::: Reading text :::

South Africans have been (justifiably) outraged by the fact that many schoolchildren are not able to learn because they do not have textbooks or toilets. Yet, for many children with disabilities, attending school or learning to read is impossible as they lack critical assistive devices, such as wheelchairs or hearing devices.
According to the National Council of and for Persons with Disabilities in South Africa (NCPD), living without assistive devices severely impacts the quality of life of these children. While it is the responsibility of the Department of Health to supply assistive devices, the NCPD reports that its poll shows that there is underprovisioning across all nine provinces by the government healthcare system.
Some people are placed on waiting lists and often wait years for their devices, while others never receive a device. Wheelchair users who have to wait years for a chair will often struggle or never master basic manoeuvring skills to better control their wheelchair – something that is often taught in the first few months in rehabilitation.

:::

> _What you need to do_: According to the text on assistive devices, which government department is responsible for supplying assistive devices? Use only the text on assistive devices.

::: Supplied entries :::

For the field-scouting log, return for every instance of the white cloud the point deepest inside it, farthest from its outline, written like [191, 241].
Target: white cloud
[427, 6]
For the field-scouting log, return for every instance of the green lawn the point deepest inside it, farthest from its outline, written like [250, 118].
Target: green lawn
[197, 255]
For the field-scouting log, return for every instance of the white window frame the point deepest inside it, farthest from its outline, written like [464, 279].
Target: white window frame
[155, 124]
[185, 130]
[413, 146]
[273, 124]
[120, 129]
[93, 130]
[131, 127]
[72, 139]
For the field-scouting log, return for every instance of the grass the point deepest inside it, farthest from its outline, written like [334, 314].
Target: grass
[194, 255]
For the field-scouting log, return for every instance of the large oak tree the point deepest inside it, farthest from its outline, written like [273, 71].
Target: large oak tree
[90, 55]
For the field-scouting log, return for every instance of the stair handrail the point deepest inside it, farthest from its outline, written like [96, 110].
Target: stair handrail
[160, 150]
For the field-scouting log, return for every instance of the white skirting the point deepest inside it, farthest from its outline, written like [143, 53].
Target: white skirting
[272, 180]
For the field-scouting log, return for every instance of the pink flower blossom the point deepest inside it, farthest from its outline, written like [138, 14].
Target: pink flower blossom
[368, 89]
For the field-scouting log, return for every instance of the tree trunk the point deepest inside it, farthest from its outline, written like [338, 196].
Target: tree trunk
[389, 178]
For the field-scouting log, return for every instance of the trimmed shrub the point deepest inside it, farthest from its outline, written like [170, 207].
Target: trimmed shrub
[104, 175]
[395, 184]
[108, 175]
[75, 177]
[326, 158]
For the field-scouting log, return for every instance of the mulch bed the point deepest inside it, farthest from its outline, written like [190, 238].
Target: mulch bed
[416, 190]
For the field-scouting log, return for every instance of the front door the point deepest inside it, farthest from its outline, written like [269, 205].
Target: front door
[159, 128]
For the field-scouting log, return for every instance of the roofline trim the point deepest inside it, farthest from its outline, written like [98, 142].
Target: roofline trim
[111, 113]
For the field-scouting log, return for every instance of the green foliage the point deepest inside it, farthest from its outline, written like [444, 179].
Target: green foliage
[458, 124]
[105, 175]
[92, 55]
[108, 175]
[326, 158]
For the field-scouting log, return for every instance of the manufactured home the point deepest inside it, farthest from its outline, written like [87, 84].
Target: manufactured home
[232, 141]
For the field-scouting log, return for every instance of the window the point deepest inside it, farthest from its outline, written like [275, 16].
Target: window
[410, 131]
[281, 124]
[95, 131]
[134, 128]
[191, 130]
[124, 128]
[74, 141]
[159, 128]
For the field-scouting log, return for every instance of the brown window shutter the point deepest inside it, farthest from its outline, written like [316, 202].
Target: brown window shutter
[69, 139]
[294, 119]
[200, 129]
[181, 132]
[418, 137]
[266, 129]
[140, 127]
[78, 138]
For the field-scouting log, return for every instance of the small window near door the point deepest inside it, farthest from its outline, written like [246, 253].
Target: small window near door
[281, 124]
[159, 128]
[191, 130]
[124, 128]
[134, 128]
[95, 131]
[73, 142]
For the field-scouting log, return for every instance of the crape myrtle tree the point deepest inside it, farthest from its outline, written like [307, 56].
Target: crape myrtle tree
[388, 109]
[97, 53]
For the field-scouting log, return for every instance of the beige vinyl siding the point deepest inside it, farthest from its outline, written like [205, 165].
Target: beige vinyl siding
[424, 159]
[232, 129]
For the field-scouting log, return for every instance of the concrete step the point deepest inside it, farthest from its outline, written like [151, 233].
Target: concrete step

:::

> _Solution below_: The Department of Health.